• MATERIAL PROVIDED
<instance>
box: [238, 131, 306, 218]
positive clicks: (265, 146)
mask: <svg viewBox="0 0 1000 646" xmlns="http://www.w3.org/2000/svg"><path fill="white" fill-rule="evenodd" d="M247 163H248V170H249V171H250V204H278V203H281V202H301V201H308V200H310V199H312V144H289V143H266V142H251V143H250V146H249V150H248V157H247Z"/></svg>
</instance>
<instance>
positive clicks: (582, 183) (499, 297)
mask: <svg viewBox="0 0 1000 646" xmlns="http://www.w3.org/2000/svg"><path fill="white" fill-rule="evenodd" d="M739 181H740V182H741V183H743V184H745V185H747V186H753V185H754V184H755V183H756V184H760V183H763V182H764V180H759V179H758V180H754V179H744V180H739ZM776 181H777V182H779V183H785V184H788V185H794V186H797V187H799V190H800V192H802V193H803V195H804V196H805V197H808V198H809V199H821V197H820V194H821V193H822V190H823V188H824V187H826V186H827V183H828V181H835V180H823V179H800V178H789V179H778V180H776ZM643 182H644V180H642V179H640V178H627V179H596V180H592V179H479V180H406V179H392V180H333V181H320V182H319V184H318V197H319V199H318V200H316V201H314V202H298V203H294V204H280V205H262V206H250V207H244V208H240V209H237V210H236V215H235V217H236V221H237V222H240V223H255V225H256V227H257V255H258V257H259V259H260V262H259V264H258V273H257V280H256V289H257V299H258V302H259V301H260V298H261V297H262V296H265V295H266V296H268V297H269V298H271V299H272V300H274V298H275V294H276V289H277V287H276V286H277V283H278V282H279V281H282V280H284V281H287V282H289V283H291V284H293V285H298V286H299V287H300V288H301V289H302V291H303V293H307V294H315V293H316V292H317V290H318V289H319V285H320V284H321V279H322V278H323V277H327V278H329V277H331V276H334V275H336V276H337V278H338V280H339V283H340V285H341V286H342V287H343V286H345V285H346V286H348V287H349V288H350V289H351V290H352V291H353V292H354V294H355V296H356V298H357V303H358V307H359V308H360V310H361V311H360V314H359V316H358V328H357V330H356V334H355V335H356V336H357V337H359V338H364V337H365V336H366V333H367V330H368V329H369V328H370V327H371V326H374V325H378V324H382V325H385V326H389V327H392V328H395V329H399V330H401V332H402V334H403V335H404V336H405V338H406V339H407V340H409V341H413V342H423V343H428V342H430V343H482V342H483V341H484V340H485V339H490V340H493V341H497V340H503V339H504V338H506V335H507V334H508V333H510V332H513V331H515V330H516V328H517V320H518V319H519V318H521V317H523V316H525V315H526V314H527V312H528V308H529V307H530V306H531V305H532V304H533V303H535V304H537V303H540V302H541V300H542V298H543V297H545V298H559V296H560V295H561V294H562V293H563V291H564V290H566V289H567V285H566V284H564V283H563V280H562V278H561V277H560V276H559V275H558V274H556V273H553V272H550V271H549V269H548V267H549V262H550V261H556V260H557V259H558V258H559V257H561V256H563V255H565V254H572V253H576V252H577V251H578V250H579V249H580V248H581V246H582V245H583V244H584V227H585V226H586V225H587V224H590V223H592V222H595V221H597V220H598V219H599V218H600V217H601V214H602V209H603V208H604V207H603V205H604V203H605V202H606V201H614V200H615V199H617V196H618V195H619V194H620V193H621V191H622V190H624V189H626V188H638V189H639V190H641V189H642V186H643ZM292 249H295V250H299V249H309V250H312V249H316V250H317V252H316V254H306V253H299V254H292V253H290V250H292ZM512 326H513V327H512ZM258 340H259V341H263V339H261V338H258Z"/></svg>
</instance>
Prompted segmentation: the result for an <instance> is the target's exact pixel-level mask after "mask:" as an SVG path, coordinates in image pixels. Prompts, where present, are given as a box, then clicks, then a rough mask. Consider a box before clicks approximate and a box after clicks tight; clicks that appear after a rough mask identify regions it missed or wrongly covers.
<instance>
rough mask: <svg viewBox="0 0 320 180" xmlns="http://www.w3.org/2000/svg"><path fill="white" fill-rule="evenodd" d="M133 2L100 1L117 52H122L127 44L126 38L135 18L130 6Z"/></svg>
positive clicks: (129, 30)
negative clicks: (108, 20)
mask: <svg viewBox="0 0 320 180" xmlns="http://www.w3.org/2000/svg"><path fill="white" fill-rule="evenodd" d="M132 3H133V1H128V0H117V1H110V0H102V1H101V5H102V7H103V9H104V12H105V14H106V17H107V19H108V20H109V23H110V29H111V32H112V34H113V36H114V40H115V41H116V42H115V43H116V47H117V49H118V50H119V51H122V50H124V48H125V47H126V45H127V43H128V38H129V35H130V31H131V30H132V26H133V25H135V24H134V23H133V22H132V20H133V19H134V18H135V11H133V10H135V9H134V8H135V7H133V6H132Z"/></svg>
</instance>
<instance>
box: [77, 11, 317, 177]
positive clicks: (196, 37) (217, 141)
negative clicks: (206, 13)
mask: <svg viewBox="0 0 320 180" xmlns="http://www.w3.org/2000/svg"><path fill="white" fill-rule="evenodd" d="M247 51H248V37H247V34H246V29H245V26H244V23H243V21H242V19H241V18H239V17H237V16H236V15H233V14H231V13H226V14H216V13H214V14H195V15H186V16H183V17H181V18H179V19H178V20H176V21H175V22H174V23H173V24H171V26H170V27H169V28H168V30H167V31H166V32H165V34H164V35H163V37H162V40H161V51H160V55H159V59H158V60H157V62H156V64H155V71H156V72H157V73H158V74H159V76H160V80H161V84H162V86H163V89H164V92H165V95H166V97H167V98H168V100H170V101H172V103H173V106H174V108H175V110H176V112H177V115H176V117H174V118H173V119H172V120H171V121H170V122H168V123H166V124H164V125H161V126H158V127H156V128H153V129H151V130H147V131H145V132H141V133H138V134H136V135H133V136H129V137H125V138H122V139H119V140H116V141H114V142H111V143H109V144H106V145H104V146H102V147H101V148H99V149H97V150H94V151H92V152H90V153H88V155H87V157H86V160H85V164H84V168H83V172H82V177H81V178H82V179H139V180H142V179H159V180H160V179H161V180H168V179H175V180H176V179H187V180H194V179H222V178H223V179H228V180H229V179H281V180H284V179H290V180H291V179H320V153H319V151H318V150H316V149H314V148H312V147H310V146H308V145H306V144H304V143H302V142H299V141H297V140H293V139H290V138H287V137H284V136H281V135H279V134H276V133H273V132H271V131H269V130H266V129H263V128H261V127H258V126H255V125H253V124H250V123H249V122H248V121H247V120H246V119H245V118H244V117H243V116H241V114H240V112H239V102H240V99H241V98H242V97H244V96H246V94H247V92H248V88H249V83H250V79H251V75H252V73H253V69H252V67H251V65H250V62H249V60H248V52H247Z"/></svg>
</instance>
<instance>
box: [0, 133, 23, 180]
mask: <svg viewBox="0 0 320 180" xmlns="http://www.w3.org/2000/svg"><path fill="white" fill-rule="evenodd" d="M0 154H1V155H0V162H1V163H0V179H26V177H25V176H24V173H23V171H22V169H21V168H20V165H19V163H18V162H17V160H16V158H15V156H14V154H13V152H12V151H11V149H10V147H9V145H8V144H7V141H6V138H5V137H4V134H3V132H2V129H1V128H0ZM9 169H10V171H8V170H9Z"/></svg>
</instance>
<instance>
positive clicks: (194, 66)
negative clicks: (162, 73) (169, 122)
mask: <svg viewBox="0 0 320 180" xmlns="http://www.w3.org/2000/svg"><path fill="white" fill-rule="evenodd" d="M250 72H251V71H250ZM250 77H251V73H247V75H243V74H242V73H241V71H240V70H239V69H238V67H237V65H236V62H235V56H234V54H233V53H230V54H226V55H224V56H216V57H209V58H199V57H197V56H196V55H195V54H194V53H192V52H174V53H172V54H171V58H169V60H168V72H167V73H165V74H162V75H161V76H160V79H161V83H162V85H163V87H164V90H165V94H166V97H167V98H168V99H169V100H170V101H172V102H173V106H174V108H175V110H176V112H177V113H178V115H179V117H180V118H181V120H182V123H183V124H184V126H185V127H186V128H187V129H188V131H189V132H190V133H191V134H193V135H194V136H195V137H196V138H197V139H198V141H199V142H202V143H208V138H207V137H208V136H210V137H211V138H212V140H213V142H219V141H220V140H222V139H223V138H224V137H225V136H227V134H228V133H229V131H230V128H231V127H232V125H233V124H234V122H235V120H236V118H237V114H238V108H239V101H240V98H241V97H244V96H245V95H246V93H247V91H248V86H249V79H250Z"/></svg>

• REQUIREMENT
Every line with "rough" in it should be copied from the entries.

• SOLUTION TO THIS TASK
Prompted segmentation: the result for an <instance> is the target's exact pixel-level mask after "mask:" as an SVG path, coordinates in image pixels. Prompts, where present, are given as a box, then clicks, then a rough mask. Consider a box before clicks approximate and a box after clicks tight; clicks that appear after a rough mask identify regions it missed or wrongly covers.
rough mask: <svg viewBox="0 0 320 180" xmlns="http://www.w3.org/2000/svg"><path fill="white" fill-rule="evenodd" d="M133 2L100 1L117 52H122L127 44L126 38L135 18L130 6Z"/></svg>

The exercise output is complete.